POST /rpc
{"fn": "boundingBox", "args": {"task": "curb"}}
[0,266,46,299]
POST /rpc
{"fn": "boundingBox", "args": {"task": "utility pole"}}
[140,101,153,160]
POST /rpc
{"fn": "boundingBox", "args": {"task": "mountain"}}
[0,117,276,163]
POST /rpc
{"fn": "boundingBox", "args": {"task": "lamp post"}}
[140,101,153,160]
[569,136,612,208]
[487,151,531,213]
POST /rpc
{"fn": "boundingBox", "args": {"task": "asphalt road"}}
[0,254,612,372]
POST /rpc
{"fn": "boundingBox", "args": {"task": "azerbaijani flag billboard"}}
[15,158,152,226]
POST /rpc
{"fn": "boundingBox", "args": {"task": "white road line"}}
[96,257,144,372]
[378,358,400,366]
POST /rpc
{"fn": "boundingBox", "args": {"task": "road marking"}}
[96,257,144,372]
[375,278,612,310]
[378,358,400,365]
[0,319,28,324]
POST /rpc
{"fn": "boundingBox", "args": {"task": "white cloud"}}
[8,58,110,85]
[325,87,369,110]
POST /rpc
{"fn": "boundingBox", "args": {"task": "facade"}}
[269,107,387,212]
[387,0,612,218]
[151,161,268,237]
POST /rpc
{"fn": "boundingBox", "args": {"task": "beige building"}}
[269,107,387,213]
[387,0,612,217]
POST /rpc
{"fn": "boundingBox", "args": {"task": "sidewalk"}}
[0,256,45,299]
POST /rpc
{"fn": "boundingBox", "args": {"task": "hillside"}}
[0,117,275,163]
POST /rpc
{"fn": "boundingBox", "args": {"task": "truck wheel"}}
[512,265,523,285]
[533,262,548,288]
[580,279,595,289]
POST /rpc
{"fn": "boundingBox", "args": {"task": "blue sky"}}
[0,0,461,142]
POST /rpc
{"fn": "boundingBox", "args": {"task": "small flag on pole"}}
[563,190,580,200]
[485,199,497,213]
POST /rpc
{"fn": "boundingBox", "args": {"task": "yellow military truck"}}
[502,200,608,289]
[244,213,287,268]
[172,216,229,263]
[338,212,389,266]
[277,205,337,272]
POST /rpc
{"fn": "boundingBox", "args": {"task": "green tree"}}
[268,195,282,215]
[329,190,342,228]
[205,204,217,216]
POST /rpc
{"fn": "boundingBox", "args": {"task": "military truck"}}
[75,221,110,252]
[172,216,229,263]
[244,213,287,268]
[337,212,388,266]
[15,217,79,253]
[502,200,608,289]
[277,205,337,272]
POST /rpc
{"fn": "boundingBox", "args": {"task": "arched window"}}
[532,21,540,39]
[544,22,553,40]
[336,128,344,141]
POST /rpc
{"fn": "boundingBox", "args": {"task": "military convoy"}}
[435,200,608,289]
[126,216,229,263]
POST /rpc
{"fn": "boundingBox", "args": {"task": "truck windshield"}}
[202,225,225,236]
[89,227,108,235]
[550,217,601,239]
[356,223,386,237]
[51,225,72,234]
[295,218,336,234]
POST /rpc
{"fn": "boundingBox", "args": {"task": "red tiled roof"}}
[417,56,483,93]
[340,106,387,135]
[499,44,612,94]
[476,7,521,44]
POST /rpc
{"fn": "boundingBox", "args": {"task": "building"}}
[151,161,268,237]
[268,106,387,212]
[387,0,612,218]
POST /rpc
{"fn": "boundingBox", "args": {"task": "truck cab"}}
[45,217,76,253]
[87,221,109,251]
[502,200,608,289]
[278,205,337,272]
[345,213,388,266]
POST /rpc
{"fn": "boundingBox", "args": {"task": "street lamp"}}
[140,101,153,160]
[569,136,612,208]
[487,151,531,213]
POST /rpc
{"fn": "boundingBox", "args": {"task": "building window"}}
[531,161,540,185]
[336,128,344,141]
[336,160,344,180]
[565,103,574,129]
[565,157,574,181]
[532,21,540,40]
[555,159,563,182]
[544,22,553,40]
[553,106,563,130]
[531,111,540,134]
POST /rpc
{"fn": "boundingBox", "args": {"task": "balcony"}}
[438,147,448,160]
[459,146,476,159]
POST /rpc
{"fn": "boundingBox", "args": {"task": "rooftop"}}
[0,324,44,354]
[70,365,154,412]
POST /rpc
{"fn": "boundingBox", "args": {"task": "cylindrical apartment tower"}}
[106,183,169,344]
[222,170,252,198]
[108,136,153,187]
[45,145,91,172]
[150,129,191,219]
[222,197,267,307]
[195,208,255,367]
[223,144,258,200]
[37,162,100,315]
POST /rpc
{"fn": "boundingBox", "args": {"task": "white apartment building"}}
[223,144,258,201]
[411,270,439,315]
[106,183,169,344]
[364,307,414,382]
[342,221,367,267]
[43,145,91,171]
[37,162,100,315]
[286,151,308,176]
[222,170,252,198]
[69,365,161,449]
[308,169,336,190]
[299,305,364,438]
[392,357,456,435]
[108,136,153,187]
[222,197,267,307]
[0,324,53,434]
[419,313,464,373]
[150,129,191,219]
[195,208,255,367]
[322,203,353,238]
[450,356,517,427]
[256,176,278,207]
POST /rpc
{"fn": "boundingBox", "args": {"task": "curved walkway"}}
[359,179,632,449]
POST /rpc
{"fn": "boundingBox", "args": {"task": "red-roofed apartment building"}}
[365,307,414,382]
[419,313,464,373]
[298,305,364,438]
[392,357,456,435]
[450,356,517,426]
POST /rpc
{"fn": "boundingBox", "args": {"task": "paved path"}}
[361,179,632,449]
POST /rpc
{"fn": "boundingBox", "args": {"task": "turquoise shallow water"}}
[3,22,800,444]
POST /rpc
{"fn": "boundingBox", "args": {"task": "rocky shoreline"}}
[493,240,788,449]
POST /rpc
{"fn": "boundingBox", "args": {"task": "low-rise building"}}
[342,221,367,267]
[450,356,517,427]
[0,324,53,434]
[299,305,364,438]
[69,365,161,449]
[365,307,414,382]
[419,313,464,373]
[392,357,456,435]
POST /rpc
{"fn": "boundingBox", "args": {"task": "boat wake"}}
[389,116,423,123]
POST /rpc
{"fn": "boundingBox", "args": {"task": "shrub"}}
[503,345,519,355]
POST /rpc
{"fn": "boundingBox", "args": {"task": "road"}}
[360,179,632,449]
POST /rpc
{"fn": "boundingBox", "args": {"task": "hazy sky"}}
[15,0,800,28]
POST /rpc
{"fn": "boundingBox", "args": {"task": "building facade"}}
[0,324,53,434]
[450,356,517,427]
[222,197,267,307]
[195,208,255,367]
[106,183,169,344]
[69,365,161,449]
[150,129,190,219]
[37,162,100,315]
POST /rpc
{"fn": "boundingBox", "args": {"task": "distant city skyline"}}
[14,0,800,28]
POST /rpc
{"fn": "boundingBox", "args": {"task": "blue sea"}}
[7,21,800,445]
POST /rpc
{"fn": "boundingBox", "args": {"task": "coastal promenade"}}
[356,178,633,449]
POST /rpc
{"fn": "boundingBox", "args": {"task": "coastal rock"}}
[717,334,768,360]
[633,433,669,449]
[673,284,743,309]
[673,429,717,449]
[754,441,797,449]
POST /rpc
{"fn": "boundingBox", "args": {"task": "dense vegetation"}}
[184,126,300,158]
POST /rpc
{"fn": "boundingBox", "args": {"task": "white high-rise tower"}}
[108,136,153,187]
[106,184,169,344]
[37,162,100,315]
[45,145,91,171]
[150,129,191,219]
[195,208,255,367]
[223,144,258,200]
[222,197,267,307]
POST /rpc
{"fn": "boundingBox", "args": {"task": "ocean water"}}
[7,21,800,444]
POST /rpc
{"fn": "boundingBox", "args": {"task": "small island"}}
===============
### Given problem
Rewrite every record above, replacing "boundingBox" with "detectObjects" and leaving everything else unchanged.

### Exercise output
POST /rpc
{"fn": "detectObjects", "args": {"task": "curb"}}
[0,266,46,299]
POST /rpc
{"fn": "detectObjects", "args": {"task": "utility pole"}}
[140,101,153,160]
POST /rpc
{"fn": "detectObjects", "args": {"task": "mountain"}}
[0,117,276,163]
POST /rpc
{"fn": "detectObjects", "args": {"task": "lamp post"}}
[140,101,153,160]
[569,136,612,208]
[487,151,531,213]
POST /rpc
{"fn": "detectObjects", "args": {"task": "asphalt road"}}
[0,254,612,372]
POST /rpc
{"fn": "detectObjects", "args": {"task": "azerbaijani flag billboard"}}
[15,158,152,226]
POST /rpc
{"fn": "detectObjects", "args": {"task": "white road line"}}
[96,257,144,372]
[378,358,400,366]
POST /rpc
{"fn": "detectObjects", "args": {"task": "road marking"}}
[96,257,144,372]
[375,278,612,310]
[378,358,400,365]
[0,319,28,324]
POST /rpc
{"fn": "detectObjects", "args": {"task": "white cloud"}}
[8,58,110,85]
[325,87,369,110]
POST /rpc
{"fn": "detectObjects", "args": {"task": "facade"}}
[269,107,387,212]
[387,0,612,218]
[151,161,268,237]
POST /rpc
{"fn": "detectObjects", "args": {"task": "beige building"}}
[269,107,387,213]
[387,0,612,217]
POST /rpc
{"fn": "detectObjects", "args": {"task": "sidewalk"}}
[0,256,45,299]
POST /rpc
{"fn": "detectObjects", "args": {"task": "hillside"}}
[0,117,275,163]
POST /rpc
{"fn": "detectObjects", "args": {"task": "truck wheel"}}
[512,265,523,285]
[533,262,548,288]
[580,279,595,289]
POST /rpc
{"fn": "detectObjects", "args": {"task": "blue sky"}}
[0,0,461,142]
POST /rpc
{"fn": "detectObjects", "args": {"task": "small flag on pole"}}
[563,190,580,200]
[485,199,497,213]
POST /rpc
{"fn": "detectObjects", "args": {"task": "yellow military truck"}}
[502,200,608,289]
[244,213,287,268]
[172,216,229,263]
[338,212,389,266]
[277,205,337,272]
POST /rpc
{"fn": "detectObjects", "args": {"task": "green tree"}}
[268,195,282,215]
[329,190,342,228]
[205,204,217,216]
POST /rpc
{"fn": "detectObjects", "args": {"task": "military truck"}}
[75,221,110,252]
[172,216,229,263]
[244,213,287,268]
[337,212,388,266]
[15,217,79,253]
[502,200,608,289]
[277,205,337,272]
POST /rpc
{"fn": "detectObjects", "args": {"task": "arched window"}}
[532,21,540,39]
[544,22,553,40]
[336,128,344,141]
POST /rpc
{"fn": "detectObjects", "args": {"task": "military convoy"}}
[435,200,608,289]
[126,216,229,263]
POST /rpc
{"fn": "detectObjects", "args": {"task": "truck windshield"}}
[202,225,225,236]
[89,227,108,235]
[550,217,601,239]
[356,223,386,237]
[51,225,72,234]
[295,218,336,234]
POST /rpc
{"fn": "detectObjects", "args": {"task": "red tiled roof"}}
[417,56,483,93]
[340,106,387,135]
[499,44,612,94]
[476,7,521,44]
POST /rpc
{"fn": "detectObjects", "args": {"task": "building"}}
[151,161,268,237]
[268,106,387,212]
[387,0,612,218]
POST /rpc
{"fn": "detectObjects", "args": {"task": "truck cab"}}
[45,217,76,253]
[87,221,109,251]
[502,200,608,289]
[278,205,337,272]
[345,213,388,266]
POST /rpc
{"fn": "detectObjects", "args": {"task": "street lamp"}}
[140,101,153,160]
[569,136,612,208]
[487,151,531,213]
POST /rpc
{"fn": "detectObjects", "args": {"task": "building window"}}
[531,161,540,185]
[336,128,344,141]
[336,160,344,180]
[565,103,574,129]
[565,157,574,181]
[532,21,540,40]
[555,159,563,182]
[544,22,553,40]
[553,106,563,130]
[531,111,540,134]
POST /rpc
{"fn": "detectObjects", "args": {"task": "balcony"}}
[438,147,448,160]
[459,146,476,159]
POST /rpc
{"fn": "detectObjects", "args": {"task": "rooftop"}}
[0,324,44,354]
[70,365,154,412]
POST /rpc
{"fn": "detectObjects", "args": {"task": "cylindrical apartment tower"}}
[106,183,169,344]
[222,170,252,198]
[108,136,153,187]
[45,145,91,172]
[150,129,191,219]
[222,197,267,307]
[195,208,255,367]
[223,144,258,200]
[37,162,100,315]
POST /rpc
{"fn": "detectObjects", "args": {"task": "white apartment building"}}
[223,144,258,201]
[411,270,439,315]
[106,183,169,344]
[364,307,414,382]
[342,221,367,267]
[43,145,91,171]
[37,162,100,315]
[286,151,308,176]
[222,170,252,198]
[69,365,161,449]
[308,169,336,190]
[299,305,364,438]
[392,357,456,435]
[108,136,153,187]
[222,197,267,307]
[0,324,53,434]
[419,313,464,373]
[150,129,191,219]
[195,208,255,367]
[322,203,353,238]
[450,356,517,427]
[256,176,278,207]
POST /rpc
{"fn": "detectObjects", "args": {"task": "curved walkway"}}
[359,179,632,449]
POST /rpc
{"fn": "detectObjects", "args": {"task": "red-roofed apartment building"}}
[365,307,414,382]
[419,313,464,373]
[298,305,364,438]
[392,357,456,435]
[450,356,517,426]
POST /rpc
{"fn": "detectObjects", "args": {"task": "paved path"}}
[361,179,632,449]
POST /rpc
{"fn": "detectObjects", "args": {"task": "turquoise shallow water"}}
[3,22,800,444]
POST /rpc
{"fn": "detectObjects", "args": {"task": "rocky shoreline"}}
[493,240,788,449]
POST /rpc
{"fn": "detectObjects", "args": {"task": "low-rise building"}}
[342,221,367,267]
[450,356,517,427]
[0,324,53,434]
[299,305,364,438]
[69,365,161,449]
[365,307,414,382]
[419,313,464,373]
[392,357,456,435]
POST /rpc
{"fn": "detectObjects", "args": {"task": "boat wake"}}
[389,116,423,123]
POST /rpc
{"fn": "detectObjects", "args": {"task": "shrub"}}
[503,345,519,355]
POST /rpc
{"fn": "detectObjects", "args": {"task": "road"}}
[360,179,632,449]
POST /rpc
{"fn": "detectObjects", "args": {"task": "hazy sky"}}
[15,0,800,28]
POST /rpc
{"fn": "detectObjects", "args": {"task": "building facade"}}
[0,324,53,434]
[450,356,517,427]
[222,197,267,307]
[195,208,255,367]
[106,183,169,344]
[69,365,161,449]
[150,129,190,219]
[37,162,100,315]
POST /rpc
{"fn": "detectObjects", "args": {"task": "distant city skyline"}}
[14,0,800,28]
POST /rpc
{"fn": "detectObjects", "args": {"task": "blue sea"}}
[7,21,800,445]
POST /rpc
{"fn": "detectObjects", "args": {"task": "coastal promenade"}}
[356,178,633,449]
POST /rpc
{"fn": "detectObjects", "args": {"task": "coastal rock"}}
[717,334,768,360]
[633,433,669,449]
[673,284,743,309]
[673,429,717,449]
[754,441,797,449]
POST /rpc
{"fn": "detectObjects", "args": {"task": "dense vegetation"}}
[184,126,300,158]
POST /rpc
{"fn": "detectObjects", "args": {"task": "white high-rise tower"}}
[108,136,153,187]
[106,184,169,344]
[37,162,100,315]
[45,145,91,171]
[150,129,191,219]
[195,208,255,367]
[223,144,258,200]
[222,197,267,307]
POST /rpc
{"fn": "detectObjects", "args": {"task": "ocean water"}}
[7,21,800,444]
POST /rpc
{"fn": "detectObjects", "args": {"task": "small island"}}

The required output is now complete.